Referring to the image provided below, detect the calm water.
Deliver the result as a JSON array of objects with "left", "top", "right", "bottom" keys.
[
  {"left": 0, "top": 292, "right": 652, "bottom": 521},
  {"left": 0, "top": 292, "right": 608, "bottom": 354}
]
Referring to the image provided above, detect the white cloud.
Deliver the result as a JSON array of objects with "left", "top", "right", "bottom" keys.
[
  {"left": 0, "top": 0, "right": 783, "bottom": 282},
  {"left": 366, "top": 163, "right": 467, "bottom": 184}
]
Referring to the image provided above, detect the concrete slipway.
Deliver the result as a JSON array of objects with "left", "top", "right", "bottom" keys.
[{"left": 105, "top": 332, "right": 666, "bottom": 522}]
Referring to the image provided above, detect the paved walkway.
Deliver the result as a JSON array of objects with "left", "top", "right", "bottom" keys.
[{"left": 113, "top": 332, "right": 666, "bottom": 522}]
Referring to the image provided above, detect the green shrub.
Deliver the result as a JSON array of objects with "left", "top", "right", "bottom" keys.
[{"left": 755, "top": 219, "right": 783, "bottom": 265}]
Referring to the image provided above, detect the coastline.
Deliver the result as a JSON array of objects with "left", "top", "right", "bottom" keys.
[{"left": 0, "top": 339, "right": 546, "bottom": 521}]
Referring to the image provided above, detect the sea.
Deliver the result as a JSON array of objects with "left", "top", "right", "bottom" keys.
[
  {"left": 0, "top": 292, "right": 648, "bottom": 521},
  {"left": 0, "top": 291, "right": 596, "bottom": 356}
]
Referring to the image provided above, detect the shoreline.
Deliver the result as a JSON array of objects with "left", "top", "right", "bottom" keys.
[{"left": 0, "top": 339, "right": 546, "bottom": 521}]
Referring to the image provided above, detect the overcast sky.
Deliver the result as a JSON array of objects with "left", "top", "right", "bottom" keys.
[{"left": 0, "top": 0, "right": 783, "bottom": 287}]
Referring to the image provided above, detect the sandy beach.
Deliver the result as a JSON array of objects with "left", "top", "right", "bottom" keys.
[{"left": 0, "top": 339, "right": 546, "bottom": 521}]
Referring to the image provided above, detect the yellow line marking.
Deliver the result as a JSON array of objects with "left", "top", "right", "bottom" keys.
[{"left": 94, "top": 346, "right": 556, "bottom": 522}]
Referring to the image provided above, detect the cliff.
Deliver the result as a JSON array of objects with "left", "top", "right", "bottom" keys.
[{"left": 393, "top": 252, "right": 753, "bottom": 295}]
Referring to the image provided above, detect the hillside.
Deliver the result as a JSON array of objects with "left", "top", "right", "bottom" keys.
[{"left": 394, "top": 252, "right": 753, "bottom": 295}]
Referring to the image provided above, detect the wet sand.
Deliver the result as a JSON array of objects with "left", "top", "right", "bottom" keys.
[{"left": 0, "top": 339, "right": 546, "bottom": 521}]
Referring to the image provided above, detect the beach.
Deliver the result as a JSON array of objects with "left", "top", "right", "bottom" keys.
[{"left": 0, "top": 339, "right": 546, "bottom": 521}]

====

▶ DIRECTION:
Format the listing, from the line containing "Referring to the image provided above, detect the beach." through its end inclusive, as a two-column CSV with the headers input and output. Put each text and the answer that follows it on one row, with each field in quotation marks and its line breaks turned into spaces.

▶ FINAL RESULT:
input,output
"Referring to the image provided above, detect the beach. Deliver the result as a JSON array of objects with ""left"", ""top"", ""right"", ""bottom"" keys.","[{""left"": 0, ""top"": 339, ""right"": 546, ""bottom"": 521}]"